# Verilen Metin
··········

Yaşanılan bölgeye göre bu alışkanlıklar da değişiyor tabi ki. Türkçe kitap bulmak imkansız, ama şehir kütüphanesine ücretsiz üye olarak pek çok kitaba ulaşmak mümkün. Ben de, yabancı dilimi geliştirmek için kütüphaneden aldığım kitapları okuyorum. İnsan farklı bir dilde bildiği bir konuyu okuduğu zaman farklı bakış açılarını daha rahat yakalayabiliyor. Türkiye’ye gittikçe de almak istediğimiz kitapları alıp getiriyoruz.

··········

# Satırlar
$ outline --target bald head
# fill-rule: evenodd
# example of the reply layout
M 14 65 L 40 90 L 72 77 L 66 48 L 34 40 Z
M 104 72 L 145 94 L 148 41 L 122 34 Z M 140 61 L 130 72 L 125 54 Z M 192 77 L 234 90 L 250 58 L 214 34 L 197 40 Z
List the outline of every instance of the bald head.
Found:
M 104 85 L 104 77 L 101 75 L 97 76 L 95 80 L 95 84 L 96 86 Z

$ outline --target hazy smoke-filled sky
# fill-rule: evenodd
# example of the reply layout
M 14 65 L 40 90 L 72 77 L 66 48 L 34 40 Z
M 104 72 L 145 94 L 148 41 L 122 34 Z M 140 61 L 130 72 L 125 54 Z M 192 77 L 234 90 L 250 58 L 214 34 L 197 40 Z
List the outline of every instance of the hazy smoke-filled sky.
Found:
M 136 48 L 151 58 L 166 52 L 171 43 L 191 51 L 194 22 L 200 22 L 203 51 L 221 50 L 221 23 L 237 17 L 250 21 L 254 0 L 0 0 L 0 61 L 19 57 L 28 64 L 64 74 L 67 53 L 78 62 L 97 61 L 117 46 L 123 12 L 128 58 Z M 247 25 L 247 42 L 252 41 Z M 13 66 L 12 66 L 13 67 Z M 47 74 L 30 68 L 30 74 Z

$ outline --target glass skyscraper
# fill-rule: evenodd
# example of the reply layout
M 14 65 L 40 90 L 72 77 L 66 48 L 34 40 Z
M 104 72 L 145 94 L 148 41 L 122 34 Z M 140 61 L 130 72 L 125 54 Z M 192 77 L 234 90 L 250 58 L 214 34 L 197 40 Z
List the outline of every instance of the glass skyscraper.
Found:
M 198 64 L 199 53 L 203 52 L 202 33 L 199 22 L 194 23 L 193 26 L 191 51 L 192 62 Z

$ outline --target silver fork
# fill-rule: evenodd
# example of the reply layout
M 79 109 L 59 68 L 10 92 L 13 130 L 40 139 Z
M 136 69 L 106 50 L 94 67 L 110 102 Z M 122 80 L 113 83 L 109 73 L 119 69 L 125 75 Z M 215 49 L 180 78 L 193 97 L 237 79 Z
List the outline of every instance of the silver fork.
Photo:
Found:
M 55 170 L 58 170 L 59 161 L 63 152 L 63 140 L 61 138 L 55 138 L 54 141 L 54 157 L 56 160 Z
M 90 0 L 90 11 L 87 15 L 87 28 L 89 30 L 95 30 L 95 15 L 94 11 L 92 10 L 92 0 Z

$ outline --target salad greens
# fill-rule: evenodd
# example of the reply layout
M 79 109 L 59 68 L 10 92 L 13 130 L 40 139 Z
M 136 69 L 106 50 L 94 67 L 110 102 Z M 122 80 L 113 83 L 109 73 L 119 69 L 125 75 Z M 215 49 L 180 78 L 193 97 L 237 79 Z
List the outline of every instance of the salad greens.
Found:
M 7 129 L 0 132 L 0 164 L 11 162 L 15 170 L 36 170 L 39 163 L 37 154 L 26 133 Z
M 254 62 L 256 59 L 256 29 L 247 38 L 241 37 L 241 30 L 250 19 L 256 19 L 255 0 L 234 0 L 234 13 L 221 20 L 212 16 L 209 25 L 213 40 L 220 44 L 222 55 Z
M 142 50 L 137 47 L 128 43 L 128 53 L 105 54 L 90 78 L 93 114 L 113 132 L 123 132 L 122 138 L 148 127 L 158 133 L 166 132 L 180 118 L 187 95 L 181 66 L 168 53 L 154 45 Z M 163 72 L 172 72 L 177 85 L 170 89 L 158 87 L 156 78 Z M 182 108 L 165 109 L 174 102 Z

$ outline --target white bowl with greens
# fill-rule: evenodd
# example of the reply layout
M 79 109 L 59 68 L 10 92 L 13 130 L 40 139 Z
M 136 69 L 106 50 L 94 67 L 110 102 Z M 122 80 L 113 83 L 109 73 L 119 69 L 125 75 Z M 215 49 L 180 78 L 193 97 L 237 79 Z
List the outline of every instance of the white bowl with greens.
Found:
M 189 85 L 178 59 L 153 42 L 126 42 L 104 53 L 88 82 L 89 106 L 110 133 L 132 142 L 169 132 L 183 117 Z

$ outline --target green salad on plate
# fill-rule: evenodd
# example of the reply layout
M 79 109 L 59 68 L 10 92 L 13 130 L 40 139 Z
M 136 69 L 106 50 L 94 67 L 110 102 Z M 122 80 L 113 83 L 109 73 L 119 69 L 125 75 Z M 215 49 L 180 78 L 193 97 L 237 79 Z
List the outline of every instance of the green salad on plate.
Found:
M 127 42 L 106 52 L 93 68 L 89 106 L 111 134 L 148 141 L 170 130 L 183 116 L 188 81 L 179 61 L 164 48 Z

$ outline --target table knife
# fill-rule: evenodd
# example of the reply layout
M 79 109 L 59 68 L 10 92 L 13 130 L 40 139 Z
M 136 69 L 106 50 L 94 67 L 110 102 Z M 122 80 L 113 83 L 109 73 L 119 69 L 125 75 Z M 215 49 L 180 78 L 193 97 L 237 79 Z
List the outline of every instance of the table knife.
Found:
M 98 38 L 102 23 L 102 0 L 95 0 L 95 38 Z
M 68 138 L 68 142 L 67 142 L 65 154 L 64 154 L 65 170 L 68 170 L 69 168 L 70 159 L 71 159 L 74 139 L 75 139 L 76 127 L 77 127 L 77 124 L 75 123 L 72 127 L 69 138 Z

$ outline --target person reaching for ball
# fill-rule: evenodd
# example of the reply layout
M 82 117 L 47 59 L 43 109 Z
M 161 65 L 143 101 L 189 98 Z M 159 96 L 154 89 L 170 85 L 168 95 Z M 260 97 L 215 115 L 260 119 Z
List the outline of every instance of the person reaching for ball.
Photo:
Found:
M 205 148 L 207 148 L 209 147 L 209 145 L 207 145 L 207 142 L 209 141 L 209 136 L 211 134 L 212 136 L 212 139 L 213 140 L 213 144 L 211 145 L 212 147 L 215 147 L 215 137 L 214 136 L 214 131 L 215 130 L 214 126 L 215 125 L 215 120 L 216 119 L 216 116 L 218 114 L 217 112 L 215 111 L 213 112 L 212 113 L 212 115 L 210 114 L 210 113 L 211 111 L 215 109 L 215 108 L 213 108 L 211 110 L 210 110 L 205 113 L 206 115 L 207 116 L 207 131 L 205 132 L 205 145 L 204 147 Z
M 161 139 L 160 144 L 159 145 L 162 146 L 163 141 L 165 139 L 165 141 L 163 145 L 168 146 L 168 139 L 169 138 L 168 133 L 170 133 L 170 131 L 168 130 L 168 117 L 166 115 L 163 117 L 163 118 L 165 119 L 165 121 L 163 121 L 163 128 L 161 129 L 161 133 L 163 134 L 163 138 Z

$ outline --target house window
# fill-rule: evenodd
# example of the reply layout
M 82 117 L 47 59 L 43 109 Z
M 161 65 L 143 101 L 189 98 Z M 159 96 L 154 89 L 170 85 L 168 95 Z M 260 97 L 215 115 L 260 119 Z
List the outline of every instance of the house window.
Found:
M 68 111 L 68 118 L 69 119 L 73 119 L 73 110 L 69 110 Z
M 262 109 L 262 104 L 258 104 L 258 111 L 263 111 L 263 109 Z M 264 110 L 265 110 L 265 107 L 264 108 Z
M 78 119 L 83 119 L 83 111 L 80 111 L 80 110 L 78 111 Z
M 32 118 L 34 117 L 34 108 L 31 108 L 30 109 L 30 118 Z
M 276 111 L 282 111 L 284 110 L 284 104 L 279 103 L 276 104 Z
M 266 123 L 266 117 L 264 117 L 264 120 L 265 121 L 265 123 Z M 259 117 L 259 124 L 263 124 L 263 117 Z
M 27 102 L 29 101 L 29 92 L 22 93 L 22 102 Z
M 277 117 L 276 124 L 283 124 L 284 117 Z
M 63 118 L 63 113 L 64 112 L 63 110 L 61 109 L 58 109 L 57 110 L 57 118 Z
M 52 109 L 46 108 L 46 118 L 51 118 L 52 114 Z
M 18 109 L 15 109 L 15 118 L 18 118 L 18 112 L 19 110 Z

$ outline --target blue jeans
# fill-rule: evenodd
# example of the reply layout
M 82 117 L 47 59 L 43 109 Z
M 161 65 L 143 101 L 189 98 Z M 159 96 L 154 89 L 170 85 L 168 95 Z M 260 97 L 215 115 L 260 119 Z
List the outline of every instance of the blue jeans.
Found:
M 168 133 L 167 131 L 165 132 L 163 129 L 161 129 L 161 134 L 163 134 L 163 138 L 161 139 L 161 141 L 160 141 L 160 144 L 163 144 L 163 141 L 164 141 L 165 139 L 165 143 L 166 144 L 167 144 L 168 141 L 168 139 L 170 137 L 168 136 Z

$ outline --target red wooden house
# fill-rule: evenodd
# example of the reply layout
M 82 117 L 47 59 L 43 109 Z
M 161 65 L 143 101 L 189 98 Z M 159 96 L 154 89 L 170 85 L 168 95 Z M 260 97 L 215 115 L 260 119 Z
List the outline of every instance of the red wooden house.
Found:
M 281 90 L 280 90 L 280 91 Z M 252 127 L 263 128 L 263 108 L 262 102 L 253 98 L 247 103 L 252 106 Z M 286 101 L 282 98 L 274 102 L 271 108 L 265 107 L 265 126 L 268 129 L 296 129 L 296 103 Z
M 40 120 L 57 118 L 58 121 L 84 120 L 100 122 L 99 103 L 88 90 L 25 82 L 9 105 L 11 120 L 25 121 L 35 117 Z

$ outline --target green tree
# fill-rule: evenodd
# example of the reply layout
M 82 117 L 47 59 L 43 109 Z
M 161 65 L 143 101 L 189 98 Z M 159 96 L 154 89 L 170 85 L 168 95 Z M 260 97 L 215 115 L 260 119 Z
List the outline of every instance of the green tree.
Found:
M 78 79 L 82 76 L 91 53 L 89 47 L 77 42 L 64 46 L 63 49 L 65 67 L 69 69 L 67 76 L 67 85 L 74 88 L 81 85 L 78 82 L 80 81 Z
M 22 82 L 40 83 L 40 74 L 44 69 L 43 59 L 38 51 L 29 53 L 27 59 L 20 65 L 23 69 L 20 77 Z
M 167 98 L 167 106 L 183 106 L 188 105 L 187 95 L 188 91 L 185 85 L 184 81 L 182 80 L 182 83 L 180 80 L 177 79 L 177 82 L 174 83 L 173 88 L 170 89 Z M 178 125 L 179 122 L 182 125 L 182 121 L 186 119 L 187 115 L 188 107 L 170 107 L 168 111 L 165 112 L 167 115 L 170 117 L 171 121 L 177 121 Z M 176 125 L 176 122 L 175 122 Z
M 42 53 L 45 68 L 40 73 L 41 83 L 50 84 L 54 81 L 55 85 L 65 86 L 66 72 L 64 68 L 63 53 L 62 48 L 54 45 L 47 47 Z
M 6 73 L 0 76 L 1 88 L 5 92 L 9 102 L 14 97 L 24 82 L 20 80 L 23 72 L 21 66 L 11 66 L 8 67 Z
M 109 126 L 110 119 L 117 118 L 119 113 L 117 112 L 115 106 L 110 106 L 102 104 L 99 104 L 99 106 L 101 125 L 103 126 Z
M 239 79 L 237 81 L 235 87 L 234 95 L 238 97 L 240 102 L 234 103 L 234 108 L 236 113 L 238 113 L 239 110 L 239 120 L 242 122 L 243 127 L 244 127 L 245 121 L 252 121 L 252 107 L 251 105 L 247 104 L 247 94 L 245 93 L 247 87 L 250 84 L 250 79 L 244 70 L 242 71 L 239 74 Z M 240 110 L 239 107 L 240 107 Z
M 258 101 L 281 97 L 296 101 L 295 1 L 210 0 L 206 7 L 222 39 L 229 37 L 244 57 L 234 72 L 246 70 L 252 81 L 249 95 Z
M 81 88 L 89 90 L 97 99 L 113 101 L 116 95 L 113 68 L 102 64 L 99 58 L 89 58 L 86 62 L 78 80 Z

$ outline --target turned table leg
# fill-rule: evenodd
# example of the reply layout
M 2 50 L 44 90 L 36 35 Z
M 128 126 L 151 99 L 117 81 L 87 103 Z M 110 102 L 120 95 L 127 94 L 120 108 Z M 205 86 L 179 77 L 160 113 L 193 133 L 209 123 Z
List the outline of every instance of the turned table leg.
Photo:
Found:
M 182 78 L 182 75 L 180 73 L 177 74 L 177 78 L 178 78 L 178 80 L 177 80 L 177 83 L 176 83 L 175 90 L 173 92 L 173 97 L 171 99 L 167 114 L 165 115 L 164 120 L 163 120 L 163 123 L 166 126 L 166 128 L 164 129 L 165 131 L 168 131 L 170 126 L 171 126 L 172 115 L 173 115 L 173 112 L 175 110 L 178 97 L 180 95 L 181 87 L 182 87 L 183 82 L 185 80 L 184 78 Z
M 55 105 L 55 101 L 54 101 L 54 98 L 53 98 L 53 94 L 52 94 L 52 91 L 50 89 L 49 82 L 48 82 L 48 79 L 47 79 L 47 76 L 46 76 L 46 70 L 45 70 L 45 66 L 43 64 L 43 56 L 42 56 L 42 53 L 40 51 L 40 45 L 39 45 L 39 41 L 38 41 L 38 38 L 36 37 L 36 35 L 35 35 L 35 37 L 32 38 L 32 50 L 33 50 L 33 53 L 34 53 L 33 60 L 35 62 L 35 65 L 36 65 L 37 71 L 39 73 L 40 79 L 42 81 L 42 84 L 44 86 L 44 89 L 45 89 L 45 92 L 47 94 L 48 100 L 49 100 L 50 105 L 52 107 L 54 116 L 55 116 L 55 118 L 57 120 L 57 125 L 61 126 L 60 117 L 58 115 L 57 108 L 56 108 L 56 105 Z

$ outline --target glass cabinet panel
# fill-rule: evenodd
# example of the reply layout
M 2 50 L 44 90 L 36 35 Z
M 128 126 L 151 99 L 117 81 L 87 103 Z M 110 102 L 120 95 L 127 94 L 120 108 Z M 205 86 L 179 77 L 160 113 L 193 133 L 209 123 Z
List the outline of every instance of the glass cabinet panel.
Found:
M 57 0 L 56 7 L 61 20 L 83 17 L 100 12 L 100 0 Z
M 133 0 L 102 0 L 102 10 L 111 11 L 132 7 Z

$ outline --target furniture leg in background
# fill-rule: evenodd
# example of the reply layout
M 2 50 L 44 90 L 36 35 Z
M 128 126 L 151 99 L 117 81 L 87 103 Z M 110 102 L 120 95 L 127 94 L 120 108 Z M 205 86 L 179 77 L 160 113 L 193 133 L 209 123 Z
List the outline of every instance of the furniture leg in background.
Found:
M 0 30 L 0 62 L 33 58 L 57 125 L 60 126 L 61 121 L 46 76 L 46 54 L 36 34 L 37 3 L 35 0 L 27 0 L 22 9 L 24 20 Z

··········

# Kısa Görev
Verilen metinde “Yaşanılan bölgeye göre” ifadesini içeren sözcüklerle açılıp “kitapları alıp getiriyoruz.” ile kapanan kısmı harfiyen aktarınız.

# Göreve Yanıt
Yaşanılan bölgeye göre bu alışkanlıklar da değişiyor tabi ki. Türkçe kitap bulmak imkansız, ama şehir kütüphanesine ücretsiz üye olarak pek çok kitaba ulaşmak mümkün. Ben de, yabancı dilimi geliştirmek için kütüphaneden aldığım kitapları okuyorum. İnsan farklı bir dilde bildiği bir konuyu okuduğu zaman farklı bakış açılarını daha rahat yakalayabiliyor. Türkiye’ye gittikçe de almak istediğimiz kitapları alıp getiriyoruz.